= Task statement =
Could you copy out the data from the line holding "Q: Point out each instance of the building facade" through the end of the data, both ends included, adding 109 to every x and y coordinate and leaving every other line unchanged? Leave the pictures out.

= Record excerpts =
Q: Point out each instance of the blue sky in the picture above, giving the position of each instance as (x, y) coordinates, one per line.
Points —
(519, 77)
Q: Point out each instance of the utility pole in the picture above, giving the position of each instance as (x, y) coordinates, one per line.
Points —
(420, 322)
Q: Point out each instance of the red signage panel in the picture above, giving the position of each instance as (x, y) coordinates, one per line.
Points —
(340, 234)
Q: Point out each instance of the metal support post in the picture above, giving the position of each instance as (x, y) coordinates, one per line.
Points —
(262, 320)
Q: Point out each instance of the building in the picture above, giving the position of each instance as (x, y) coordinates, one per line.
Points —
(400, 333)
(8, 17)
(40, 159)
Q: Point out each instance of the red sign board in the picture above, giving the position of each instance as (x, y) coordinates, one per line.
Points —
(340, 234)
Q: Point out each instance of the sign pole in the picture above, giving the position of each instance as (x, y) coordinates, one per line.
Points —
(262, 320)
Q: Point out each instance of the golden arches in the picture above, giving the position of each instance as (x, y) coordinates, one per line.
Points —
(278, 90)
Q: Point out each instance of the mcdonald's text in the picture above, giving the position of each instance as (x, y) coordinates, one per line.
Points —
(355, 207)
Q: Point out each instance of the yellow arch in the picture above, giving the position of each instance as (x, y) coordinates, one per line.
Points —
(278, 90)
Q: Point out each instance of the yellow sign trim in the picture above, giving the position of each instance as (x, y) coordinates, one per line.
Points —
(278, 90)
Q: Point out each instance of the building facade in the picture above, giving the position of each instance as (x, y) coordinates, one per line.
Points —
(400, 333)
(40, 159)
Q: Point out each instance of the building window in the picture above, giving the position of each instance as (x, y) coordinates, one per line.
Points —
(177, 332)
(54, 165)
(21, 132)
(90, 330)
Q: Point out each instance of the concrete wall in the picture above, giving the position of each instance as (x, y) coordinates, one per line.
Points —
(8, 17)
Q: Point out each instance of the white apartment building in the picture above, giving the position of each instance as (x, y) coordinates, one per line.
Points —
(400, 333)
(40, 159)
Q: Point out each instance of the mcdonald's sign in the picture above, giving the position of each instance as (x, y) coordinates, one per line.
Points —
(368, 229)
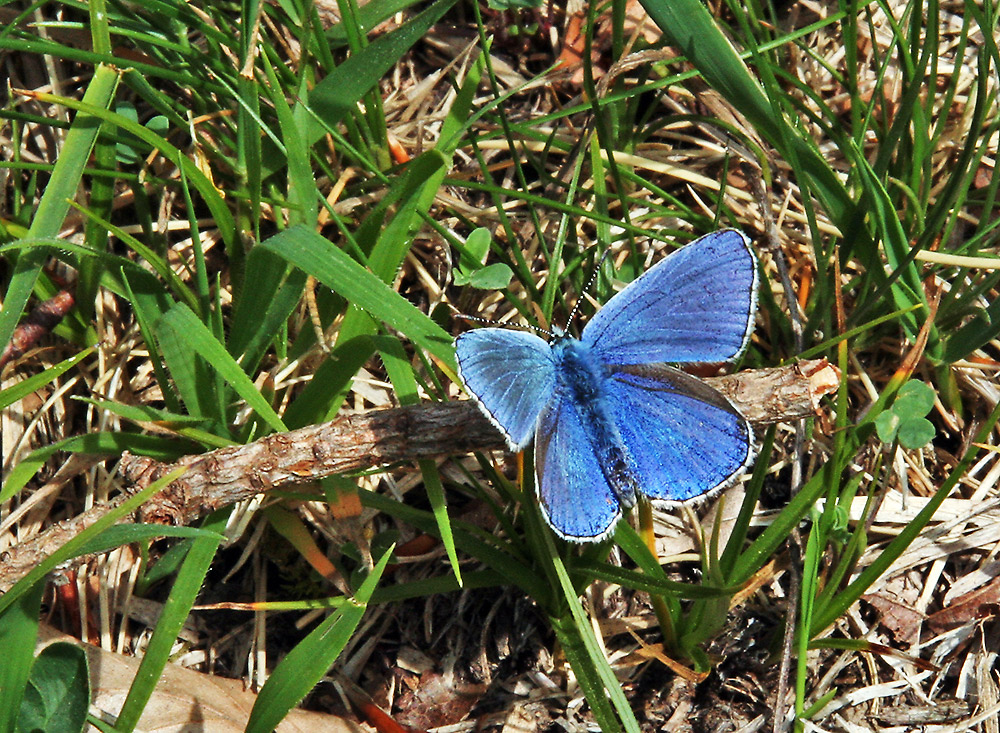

= The completed task =
Q: Point out each instance of the building facade in the picture above, giving the position of each instance as (x, y) coordinates, one per line.
Points —
(509, 442)
(149, 268)
Q: Point out each instance of the building window in the picture above, giving the position of each instance as (x, y) coordinates, one per line.
Points —
(286, 441)
(163, 274)
(130, 241)
(199, 439)
Q: Point out each instance of the concrete wall in the picture above, giving the position of each instance as (x, y) coordinates, one per line.
Points —
(117, 126)
Q: Point out each instance of the white apartment building in the picture above, giving the position of each instance as (x, y) coordinates, one per line.
Points —
(509, 442)
(149, 268)
Q: Point out each instance of the mcdonald's sign in the picture above, giving the position of each instance as (x, y) coordinates, one per line.
Points —
(477, 338)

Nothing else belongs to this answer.